[Records excerpted from a collection]

○ ○ ○ ○ ○

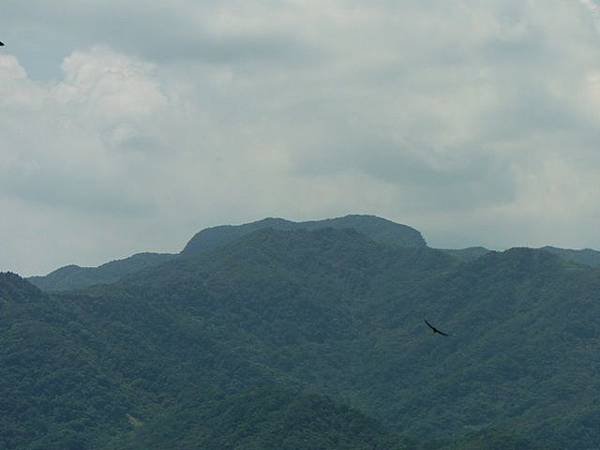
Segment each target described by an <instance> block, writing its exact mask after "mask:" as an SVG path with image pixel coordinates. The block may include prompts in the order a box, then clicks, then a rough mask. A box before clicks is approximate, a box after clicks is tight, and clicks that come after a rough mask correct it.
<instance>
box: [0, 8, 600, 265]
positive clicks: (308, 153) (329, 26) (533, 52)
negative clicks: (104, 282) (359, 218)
mask: <svg viewBox="0 0 600 450" xmlns="http://www.w3.org/2000/svg"><path fill="white" fill-rule="evenodd" d="M64 11H68V12H67V13H64ZM590 13H591V14H590ZM597 14H598V7H597V5H596V3H594V2H592V1H581V2H564V1H559V0H553V1H551V2H546V3H544V4H543V5H542V4H541V3H540V2H536V1H522V0H521V1H517V0H510V1H506V0H497V1H489V2H480V1H475V0H462V1H458V2H447V1H441V0H438V1H436V0H418V1H417V0H405V1H401V2H389V1H385V0H377V1H373V2H368V3H365V2H358V1H351V2H347V1H344V2H341V1H337V0H327V1H325V2H323V1H320V2H316V1H312V0H311V1H302V2H299V1H292V0H290V1H284V2H263V1H261V2H258V1H243V2H242V1H233V0H232V1H224V2H223V1H220V2H210V1H206V2H192V1H191V0H190V1H188V0H177V1H176V2H170V3H169V4H168V5H167V4H153V5H151V6H148V5H147V3H146V2H141V1H138V0H132V1H129V2H127V3H126V4H122V3H119V4H118V5H117V3H116V2H110V1H109V2H96V1H90V2H75V1H68V2H67V7H66V8H61V10H60V11H59V10H58V9H57V8H55V5H54V4H53V3H51V2H49V1H47V0H36V1H34V2H33V3H32V4H28V5H27V6H25V5H21V4H20V3H17V2H13V3H10V4H9V5H7V6H6V7H5V10H4V12H3V18H2V19H0V22H1V21H6V23H0V24H1V25H2V28H3V29H4V30H6V33H7V36H8V38H6V41H8V42H7V43H8V44H9V45H8V46H7V47H5V48H4V49H3V50H2V53H0V133H2V134H1V135H2V136H3V144H2V147H0V201H1V202H2V204H3V205H4V206H5V207H6V208H7V209H8V210H9V211H18V214H9V215H8V216H10V217H11V218H10V219H8V222H6V221H5V223H4V225H3V226H4V228H3V229H0V232H2V233H3V234H2V236H8V235H10V233H15V232H16V231H15V230H18V235H19V236H20V237H19V239H20V241H21V242H24V243H25V244H23V245H24V246H25V247H27V249H19V246H18V245H16V244H15V245H11V248H10V250H7V251H6V253H5V256H2V255H0V265H2V267H3V268H5V269H9V268H12V269H16V270H22V271H24V272H26V273H31V272H41V271H46V270H49V269H51V268H54V267H56V266H57V265H59V264H63V263H67V262H76V263H89V264H91V263H94V264H96V263H100V262H102V261H103V260H104V259H106V257H107V255H114V256H115V257H116V256H124V255H125V254H127V253H130V252H133V251H141V250H146V249H150V250H152V249H160V250H171V251H176V250H177V249H178V248H180V247H181V246H182V245H183V243H184V242H185V240H186V239H187V238H188V237H189V236H191V234H193V233H194V232H195V231H197V230H198V228H200V227H203V226H208V225H214V224H218V223H227V222H239V221H246V220H252V219H256V218H260V217H263V216H267V215H269V216H273V215H281V216H287V217H290V218H295V219H303V218H315V217H322V216H332V215H336V214H344V213H348V212H369V213H375V214H379V215H382V216H386V217H389V218H391V219H395V220H398V221H401V222H404V223H408V224H410V225H413V226H416V227H417V228H419V229H421V230H422V231H424V232H425V234H426V237H427V238H428V240H429V241H430V242H431V243H432V244H434V245H440V246H459V245H475V244H479V243H483V244H486V245H490V246H492V247H502V246H509V245H513V244H523V243H526V244H532V245H533V244H535V245H542V244H544V243H550V244H555V245H565V246H567V245H568V246H592V247H593V246H595V247H600V239H599V238H598V236H597V232H596V229H595V222H594V221H595V219H597V215H598V209H597V207H596V205H597V204H598V201H599V200H600V197H599V196H600V192H598V190H597V189H595V188H594V187H593V186H594V185H593V180H594V179H596V178H597V177H598V176H599V175H600V165H599V162H600V161H599V156H598V155H597V150H596V145H597V137H598V135H599V131H600V128H599V127H600V116H599V115H598V111H600V88H599V86H600V82H599V81H598V80H599V79H600V75H599V74H600V64H599V63H598V61H599V58H598V56H599V55H598V52H599V51H600V41H599V36H598V34H597V32H596V30H595V26H596V25H595V23H597V21H596V22H595V21H594V17H595V16H597ZM19 30H27V39H23V36H21V35H20V34H19ZM11 42H12V43H11ZM41 49H43V50H41ZM10 52H13V53H12V54H11V53H10ZM13 55H18V57H15V56H13ZM24 67H25V68H27V70H25V69H24ZM54 67H56V68H59V67H62V71H57V72H56V73H55V72H54ZM28 72H30V73H28ZM42 212H43V213H42ZM565 217H569V220H566V219H565ZM25 221H28V222H30V223H33V222H35V223H36V224H37V225H36V226H31V227H22V226H20V225H19V224H22V223H23V222H25ZM40 229H44V230H46V231H44V236H53V238H52V239H47V238H46V237H44V238H42V237H40V236H39V235H38V234H39V233H40ZM106 230H110V233H108V234H107V233H106ZM553 233H555V234H554V235H553ZM73 234H77V236H78V239H75V240H74V244H73V246H72V248H65V246H64V242H65V241H67V240H68V236H72V235H73ZM83 236H85V239H84V238H83ZM111 236H112V237H111ZM0 237H1V236H0ZM79 237H81V238H79ZM88 238H89V239H88ZM5 239H6V238H5ZM542 241H543V242H542ZM59 243H62V244H59ZM31 248H39V252H38V253H37V254H38V256H37V257H30V255H31ZM25 254H27V255H28V256H27V257H26V258H25V257H23V255H25ZM56 255H59V256H56ZM2 258H4V259H2ZM14 261H18V262H16V263H15V262H14Z"/></svg>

○ ○ ○ ○ ○

◆ **What you should do**:
Verbatim transcription needed, from the opening line of the entries above through the line containing "positive clicks: (308, 153)"; pictures do not belong in it.

◆ **Written response**:
Segment each target described by an <instance> block, writing its exact mask after "mask:" as an SVG path with image pixel coordinates. The block may include prompts in the order a box, then clicks, then a rough mask. A box before clicks is approximate, a box after clicks is tight, and clicks that come after a rough mask correct it.
<instance>
box: [0, 8, 600, 265]
positive clicks: (308, 153) (329, 26) (533, 52)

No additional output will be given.